▸ **ASSIGNED TASK**
Your answer must be every line of the data below that holds the string "lettering", copied exactly.

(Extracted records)
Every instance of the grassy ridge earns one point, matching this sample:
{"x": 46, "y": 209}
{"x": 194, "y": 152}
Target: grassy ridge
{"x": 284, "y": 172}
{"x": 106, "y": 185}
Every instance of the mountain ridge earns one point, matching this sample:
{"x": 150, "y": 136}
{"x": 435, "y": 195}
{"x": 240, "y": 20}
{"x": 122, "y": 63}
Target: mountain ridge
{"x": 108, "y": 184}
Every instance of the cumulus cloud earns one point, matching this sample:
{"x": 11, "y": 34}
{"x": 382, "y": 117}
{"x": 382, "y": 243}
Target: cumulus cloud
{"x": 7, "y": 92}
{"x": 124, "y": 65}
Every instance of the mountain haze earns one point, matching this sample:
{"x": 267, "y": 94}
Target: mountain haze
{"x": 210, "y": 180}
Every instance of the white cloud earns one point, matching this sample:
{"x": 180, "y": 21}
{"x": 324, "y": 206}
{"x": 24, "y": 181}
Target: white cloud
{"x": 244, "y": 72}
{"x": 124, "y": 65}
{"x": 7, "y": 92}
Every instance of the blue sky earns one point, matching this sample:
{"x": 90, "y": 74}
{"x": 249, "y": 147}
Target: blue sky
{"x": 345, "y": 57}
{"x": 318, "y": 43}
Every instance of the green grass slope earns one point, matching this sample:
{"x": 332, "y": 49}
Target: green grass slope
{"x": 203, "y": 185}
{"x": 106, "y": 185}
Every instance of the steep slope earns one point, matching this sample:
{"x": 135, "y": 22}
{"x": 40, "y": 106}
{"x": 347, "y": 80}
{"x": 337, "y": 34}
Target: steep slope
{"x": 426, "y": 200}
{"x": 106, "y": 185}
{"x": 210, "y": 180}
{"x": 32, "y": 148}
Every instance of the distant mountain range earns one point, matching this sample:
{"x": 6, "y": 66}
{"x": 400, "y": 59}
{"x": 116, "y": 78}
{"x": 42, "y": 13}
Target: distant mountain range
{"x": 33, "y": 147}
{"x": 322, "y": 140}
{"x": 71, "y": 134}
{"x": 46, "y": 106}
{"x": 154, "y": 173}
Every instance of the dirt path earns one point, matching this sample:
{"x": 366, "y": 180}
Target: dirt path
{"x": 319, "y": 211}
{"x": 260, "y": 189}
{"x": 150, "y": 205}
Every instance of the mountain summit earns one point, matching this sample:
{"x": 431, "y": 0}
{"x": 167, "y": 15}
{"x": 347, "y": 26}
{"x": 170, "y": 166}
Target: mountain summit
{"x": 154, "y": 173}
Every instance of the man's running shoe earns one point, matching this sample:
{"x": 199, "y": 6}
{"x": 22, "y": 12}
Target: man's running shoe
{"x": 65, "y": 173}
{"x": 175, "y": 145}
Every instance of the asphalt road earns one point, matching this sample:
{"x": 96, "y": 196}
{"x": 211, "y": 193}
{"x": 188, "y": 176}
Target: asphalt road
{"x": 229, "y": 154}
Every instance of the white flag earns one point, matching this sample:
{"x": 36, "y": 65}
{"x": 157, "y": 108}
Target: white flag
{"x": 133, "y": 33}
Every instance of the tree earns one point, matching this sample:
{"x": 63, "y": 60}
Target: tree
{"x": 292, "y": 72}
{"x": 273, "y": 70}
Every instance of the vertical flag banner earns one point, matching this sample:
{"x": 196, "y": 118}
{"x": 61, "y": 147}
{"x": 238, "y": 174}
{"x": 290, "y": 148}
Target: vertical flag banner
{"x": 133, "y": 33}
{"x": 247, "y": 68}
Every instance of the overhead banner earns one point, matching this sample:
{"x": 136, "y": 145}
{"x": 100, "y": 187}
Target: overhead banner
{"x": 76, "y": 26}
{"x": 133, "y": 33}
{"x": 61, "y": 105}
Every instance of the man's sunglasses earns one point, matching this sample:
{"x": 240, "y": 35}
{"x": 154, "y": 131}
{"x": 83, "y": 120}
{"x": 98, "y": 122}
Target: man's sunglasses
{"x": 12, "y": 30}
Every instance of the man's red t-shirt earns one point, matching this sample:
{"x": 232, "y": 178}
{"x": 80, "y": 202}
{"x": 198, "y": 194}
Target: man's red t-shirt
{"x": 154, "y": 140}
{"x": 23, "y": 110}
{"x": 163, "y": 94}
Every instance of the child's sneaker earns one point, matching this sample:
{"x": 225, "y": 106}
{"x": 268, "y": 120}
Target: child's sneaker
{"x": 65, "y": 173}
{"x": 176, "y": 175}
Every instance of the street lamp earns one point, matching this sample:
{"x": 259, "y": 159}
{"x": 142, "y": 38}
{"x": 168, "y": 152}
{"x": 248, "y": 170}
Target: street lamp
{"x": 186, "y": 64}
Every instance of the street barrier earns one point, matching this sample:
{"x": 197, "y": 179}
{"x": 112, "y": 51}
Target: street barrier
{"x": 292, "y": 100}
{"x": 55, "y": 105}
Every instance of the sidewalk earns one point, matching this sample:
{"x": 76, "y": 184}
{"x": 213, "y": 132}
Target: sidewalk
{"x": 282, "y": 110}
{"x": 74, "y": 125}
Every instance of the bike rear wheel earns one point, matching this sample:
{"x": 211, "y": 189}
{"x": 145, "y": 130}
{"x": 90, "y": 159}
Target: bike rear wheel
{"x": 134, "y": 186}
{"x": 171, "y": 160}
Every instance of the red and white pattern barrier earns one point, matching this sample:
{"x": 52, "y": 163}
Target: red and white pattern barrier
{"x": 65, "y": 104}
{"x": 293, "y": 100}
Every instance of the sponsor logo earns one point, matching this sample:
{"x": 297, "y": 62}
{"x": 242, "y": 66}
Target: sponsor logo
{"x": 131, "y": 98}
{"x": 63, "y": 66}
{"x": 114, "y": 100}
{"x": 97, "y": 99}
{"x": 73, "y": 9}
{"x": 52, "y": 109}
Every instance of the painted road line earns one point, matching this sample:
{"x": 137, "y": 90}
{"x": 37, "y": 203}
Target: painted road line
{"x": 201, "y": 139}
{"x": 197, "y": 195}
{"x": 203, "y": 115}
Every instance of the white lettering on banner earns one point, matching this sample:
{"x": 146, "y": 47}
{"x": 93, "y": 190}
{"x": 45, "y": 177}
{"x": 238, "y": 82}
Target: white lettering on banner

▸ **OUTPUT OF THE EXERCISE**
Every instance of the white lettering on banner earns one point, matching this sample:
Target: white lettering on banner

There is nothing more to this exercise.